» Records shown:
[Begin]

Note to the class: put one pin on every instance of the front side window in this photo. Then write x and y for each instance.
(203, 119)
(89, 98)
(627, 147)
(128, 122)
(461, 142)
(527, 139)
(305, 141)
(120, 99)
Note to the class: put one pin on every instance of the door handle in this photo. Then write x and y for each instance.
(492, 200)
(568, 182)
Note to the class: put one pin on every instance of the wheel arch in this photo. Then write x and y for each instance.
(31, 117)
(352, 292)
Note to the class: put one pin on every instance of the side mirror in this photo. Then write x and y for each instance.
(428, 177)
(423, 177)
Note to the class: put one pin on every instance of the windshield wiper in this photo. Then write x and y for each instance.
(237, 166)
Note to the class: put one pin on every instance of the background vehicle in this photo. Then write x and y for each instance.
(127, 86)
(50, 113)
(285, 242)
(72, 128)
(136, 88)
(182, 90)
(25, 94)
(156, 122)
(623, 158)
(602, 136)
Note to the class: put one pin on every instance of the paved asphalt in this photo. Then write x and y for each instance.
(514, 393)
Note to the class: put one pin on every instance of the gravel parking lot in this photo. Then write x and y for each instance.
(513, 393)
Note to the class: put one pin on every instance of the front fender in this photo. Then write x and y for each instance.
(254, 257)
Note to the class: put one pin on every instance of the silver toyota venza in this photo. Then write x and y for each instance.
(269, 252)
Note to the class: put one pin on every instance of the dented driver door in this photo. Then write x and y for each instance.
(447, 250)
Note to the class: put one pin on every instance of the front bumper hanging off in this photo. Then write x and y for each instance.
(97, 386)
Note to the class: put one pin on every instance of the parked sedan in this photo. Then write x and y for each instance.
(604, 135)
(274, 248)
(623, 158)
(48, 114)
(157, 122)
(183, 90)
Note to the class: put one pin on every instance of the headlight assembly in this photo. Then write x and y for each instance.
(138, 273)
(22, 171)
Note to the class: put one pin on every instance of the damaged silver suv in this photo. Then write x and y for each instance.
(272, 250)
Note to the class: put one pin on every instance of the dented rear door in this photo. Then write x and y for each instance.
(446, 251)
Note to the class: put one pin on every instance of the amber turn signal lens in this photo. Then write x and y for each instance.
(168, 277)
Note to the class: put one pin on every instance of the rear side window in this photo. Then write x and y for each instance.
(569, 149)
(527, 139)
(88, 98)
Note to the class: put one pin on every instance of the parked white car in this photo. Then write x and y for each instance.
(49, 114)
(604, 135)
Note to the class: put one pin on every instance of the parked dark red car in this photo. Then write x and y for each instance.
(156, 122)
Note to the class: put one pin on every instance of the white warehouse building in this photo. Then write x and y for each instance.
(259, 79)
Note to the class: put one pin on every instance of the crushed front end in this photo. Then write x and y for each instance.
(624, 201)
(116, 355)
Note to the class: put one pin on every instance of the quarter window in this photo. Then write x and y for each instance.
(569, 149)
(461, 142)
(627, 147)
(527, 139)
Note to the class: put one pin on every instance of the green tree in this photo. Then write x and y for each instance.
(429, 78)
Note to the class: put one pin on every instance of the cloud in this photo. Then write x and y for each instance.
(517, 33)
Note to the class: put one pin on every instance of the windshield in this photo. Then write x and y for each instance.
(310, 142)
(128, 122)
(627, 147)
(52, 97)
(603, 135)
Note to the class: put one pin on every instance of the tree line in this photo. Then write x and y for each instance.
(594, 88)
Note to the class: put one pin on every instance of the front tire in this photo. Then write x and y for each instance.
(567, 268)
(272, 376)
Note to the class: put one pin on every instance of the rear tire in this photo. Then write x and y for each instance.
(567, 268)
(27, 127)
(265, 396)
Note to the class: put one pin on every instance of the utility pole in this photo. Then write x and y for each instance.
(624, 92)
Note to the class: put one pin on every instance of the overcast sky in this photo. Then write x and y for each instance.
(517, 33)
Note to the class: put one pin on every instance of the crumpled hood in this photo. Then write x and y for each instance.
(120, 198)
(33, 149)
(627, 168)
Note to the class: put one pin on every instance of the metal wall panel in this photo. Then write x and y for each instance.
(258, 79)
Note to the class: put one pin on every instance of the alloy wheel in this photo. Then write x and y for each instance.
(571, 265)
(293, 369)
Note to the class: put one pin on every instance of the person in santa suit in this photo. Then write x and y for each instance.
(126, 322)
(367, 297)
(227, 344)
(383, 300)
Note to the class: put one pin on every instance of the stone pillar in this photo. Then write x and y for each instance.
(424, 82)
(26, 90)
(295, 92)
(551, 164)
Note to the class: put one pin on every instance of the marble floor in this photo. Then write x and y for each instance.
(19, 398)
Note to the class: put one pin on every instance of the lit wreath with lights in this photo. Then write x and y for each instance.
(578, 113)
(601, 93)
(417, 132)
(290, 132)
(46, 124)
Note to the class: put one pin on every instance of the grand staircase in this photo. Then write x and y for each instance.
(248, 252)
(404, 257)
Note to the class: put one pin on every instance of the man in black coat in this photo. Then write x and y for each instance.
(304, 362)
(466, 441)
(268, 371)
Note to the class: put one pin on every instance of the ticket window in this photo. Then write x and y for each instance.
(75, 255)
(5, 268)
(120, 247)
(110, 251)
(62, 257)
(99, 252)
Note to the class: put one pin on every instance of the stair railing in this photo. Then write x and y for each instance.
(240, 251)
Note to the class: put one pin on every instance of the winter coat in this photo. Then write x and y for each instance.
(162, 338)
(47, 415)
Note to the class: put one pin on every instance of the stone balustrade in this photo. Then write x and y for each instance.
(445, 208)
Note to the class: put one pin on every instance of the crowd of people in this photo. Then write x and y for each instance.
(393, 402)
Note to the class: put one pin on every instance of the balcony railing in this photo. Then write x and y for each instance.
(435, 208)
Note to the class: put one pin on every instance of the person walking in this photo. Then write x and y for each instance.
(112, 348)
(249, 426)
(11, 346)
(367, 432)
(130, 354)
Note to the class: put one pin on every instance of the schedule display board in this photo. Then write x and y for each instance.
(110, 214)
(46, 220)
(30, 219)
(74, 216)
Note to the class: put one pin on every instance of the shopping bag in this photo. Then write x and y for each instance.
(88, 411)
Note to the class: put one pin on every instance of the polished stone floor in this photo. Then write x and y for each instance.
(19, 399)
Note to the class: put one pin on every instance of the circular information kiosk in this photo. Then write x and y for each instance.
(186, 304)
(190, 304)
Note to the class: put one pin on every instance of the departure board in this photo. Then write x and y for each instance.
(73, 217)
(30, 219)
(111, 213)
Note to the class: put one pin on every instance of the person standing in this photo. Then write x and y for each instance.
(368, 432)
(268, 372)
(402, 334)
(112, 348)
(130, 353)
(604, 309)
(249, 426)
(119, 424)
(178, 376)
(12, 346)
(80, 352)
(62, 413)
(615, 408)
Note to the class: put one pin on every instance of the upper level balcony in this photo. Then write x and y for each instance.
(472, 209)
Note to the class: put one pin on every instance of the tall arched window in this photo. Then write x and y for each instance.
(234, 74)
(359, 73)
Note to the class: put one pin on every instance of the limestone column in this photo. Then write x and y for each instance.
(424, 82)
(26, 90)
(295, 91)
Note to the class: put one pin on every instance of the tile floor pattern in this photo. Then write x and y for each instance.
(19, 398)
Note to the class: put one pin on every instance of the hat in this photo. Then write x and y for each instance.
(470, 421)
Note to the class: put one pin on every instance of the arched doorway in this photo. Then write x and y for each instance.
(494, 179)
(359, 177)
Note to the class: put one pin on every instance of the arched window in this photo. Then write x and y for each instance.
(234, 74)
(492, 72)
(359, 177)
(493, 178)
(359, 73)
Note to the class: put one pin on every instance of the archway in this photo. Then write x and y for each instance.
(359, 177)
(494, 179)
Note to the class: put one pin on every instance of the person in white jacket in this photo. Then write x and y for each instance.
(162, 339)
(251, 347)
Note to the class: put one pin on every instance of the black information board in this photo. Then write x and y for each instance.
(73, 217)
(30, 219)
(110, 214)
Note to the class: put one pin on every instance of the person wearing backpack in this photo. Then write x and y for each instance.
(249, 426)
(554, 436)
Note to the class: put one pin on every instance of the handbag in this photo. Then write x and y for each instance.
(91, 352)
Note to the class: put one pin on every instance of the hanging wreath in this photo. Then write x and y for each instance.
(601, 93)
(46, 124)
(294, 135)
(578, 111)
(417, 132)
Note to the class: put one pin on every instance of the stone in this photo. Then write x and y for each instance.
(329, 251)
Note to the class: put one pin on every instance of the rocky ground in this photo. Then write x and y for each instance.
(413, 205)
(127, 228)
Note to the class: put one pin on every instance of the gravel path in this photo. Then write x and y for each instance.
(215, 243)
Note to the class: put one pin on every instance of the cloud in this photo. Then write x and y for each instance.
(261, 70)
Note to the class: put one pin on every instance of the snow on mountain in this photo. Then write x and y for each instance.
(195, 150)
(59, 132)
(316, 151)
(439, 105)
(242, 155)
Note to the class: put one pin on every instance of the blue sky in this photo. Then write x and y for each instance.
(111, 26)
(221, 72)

[End]

Locate the line with "hat in this" in the entries above; extract it and every line after it, verbatim.

Note to the class: put one pin on every instance of the hat in this photo. Then write x and y for each instance.
(470, 421)
Note to the class: put one pin on every instance of the arched doorway in this photo. Then write x and y for each instance.
(494, 179)
(359, 177)
Note to the class: put one pin on every instance of the arched window in this photo. Then write x and y for each instance.
(234, 74)
(492, 72)
(359, 177)
(493, 178)
(359, 73)
Note to the class: put one pin on every instance of the archway in this photo. Then write x and y for each instance.
(359, 177)
(494, 179)
Note to the class: put one pin on every instance of the person in white jacket in this photo. Then write x and y for each instance.
(162, 339)
(251, 347)
Note to the class: put one pin on every instance of the black information board in this photo. Then write x and y for each instance.
(73, 217)
(30, 219)
(110, 214)
Note to the class: put one pin on every instance of the person wearing backpack in this photo. Then write x and y for each instance.
(249, 426)
(554, 436)
Note to the class: put one pin on every instance of the handbag in this photo. Then write x and y for each instance.
(91, 352)
Note to the class: put one pin on every instance of the hanging wreath in this photo. Then write x and y for each instance.
(601, 93)
(46, 124)
(294, 135)
(578, 111)
(417, 132)
Note to the class: put one pin on every instance of the stone in this photo. Then write x and y for each instance.
(329, 251)
Note to the class: put one pin on every instance of the rocky ground in this photo. Then write x and y for each instance.
(413, 205)
(127, 228)
Note to the class: put one pin on every instance of the gravel path in this photo. Then write x and y for each instance.
(215, 243)
Note to the class: put one pin on every instance of the cloud in this photo. Then write x and y for each instance.
(261, 70)
Note to the class: put one pin on every instance of the snow on mountain in this photo. Then write x and y for each instance.
(195, 150)
(59, 132)
(316, 151)
(439, 105)
(242, 155)
Note to the class: put one pin on every instance of the blue sky in this photo. Then write x and y for each instance.
(111, 26)
(221, 72)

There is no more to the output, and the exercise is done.